Beginning with the line that contains "of the decorative", extract each line through the end of the listing below, with no additions or omissions.

+===+

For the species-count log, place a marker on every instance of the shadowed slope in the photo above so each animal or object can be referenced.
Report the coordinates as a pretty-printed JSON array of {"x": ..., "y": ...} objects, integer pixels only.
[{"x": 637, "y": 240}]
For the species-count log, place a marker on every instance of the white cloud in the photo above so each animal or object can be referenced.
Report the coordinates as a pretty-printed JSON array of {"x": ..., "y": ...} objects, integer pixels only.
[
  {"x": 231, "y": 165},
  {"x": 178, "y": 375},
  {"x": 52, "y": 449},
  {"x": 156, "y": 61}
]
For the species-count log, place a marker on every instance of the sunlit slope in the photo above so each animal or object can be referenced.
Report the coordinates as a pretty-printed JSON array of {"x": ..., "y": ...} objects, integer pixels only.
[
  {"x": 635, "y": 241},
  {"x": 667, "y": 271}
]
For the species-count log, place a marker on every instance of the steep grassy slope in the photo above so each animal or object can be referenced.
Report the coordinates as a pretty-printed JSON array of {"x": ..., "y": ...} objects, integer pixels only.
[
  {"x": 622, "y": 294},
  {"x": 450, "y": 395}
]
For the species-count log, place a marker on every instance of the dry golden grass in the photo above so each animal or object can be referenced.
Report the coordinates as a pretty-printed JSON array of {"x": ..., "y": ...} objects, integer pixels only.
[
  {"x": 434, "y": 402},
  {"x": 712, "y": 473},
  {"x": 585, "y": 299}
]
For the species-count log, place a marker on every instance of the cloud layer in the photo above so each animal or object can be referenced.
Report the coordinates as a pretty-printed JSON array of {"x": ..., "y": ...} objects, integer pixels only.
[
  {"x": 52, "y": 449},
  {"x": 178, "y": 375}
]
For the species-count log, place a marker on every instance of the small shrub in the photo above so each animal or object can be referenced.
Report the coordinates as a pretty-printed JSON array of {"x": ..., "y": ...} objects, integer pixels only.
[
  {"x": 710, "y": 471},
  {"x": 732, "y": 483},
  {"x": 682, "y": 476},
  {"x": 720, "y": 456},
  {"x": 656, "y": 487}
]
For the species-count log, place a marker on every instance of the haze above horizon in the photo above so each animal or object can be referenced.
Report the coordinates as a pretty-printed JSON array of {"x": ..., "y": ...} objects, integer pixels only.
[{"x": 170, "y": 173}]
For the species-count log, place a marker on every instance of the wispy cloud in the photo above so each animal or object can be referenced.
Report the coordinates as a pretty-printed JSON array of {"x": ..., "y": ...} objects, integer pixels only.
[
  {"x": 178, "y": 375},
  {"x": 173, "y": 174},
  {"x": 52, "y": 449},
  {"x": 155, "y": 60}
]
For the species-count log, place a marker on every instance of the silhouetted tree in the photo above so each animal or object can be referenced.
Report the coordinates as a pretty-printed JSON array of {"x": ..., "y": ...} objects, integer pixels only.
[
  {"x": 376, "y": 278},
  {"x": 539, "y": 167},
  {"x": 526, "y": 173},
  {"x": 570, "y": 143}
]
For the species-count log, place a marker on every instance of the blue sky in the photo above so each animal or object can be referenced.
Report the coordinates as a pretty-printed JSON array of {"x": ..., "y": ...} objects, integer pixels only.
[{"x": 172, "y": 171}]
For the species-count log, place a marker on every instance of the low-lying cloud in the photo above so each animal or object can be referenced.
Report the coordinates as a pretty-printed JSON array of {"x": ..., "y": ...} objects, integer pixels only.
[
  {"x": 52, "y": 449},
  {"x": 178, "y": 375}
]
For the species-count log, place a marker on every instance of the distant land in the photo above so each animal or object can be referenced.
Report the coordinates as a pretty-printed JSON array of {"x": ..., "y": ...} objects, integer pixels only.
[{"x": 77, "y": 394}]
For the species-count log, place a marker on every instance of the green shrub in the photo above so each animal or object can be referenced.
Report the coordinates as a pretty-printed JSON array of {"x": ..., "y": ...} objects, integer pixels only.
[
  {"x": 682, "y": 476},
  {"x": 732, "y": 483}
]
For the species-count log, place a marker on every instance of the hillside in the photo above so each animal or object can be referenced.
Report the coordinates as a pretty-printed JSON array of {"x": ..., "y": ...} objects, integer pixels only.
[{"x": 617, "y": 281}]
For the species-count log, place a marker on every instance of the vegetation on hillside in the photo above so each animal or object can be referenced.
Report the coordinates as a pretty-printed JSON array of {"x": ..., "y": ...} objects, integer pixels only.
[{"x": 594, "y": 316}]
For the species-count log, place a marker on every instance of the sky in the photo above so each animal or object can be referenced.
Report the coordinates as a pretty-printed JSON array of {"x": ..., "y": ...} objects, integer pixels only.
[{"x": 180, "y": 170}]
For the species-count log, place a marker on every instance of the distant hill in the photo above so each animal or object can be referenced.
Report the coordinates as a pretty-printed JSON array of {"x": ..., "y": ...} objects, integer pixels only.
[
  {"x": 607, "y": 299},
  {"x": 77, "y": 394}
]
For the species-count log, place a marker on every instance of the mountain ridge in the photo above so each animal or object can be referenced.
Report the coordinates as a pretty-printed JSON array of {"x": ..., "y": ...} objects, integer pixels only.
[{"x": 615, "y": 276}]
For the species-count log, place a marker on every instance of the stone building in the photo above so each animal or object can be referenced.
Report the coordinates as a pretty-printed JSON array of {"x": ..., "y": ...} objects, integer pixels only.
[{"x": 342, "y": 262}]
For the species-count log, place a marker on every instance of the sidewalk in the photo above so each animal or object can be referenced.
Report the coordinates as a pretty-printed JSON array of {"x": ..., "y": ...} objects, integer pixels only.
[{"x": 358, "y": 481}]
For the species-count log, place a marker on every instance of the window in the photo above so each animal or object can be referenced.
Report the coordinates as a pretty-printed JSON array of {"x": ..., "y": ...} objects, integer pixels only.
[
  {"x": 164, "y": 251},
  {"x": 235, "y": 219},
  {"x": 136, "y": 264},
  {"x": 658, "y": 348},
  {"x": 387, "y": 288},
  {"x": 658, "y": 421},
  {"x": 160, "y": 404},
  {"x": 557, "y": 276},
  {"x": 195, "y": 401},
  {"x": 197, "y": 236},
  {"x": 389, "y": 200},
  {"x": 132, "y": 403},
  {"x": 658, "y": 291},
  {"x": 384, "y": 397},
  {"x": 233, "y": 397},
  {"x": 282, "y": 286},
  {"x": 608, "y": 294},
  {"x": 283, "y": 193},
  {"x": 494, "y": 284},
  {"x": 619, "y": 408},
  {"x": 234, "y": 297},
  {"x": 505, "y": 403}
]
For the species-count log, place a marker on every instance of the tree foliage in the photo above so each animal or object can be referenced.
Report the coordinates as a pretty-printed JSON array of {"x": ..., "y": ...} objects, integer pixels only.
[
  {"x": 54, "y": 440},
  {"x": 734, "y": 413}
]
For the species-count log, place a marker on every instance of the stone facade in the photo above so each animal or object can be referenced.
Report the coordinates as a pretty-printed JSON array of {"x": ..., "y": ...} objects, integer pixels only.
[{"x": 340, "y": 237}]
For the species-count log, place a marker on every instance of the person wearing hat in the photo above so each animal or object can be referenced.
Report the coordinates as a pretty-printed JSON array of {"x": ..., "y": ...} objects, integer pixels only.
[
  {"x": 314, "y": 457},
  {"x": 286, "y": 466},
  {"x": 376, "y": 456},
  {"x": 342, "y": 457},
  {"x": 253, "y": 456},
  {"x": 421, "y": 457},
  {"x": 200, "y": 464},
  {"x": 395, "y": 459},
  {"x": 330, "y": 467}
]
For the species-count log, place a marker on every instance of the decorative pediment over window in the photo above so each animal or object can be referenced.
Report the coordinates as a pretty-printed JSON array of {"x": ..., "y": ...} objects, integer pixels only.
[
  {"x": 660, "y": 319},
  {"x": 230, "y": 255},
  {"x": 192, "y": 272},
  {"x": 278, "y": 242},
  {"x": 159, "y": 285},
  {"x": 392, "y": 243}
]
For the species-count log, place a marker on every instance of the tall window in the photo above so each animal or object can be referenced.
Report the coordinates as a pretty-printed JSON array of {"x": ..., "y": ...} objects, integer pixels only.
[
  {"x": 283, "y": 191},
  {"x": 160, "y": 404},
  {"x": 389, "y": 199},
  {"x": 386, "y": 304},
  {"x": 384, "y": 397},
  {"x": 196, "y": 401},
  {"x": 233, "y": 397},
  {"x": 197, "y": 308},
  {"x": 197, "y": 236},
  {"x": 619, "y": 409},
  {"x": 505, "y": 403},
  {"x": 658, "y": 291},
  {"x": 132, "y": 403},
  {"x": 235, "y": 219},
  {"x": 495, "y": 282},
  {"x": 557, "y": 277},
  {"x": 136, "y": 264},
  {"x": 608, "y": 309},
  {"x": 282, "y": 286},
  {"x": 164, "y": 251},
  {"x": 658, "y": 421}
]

+===+

#### [Complete output]
For the species-count log, place a marker on every instance of the decorative pediment over window in the photo above so each animal or object can be referenced.
Report the coordinates as a pretty-printed JSON array of {"x": ..., "y": ...} objects, integer pixels only.
[
  {"x": 660, "y": 319},
  {"x": 230, "y": 255},
  {"x": 192, "y": 272},
  {"x": 278, "y": 242},
  {"x": 159, "y": 285},
  {"x": 392, "y": 243}
]
For the species-count log, place a marker on every instance of the tall window in the photo above so each animal or object can be referenced.
Report the coordinates as a pretty-printed JSON array of {"x": ..., "y": ...} objects, integer pixels only.
[
  {"x": 283, "y": 191},
  {"x": 160, "y": 404},
  {"x": 389, "y": 199},
  {"x": 386, "y": 304},
  {"x": 384, "y": 397},
  {"x": 196, "y": 401},
  {"x": 233, "y": 397},
  {"x": 197, "y": 308},
  {"x": 197, "y": 236},
  {"x": 619, "y": 409},
  {"x": 505, "y": 403},
  {"x": 658, "y": 291},
  {"x": 132, "y": 403},
  {"x": 235, "y": 219},
  {"x": 495, "y": 282},
  {"x": 557, "y": 277},
  {"x": 136, "y": 264},
  {"x": 608, "y": 309},
  {"x": 282, "y": 286},
  {"x": 164, "y": 251},
  {"x": 658, "y": 421}
]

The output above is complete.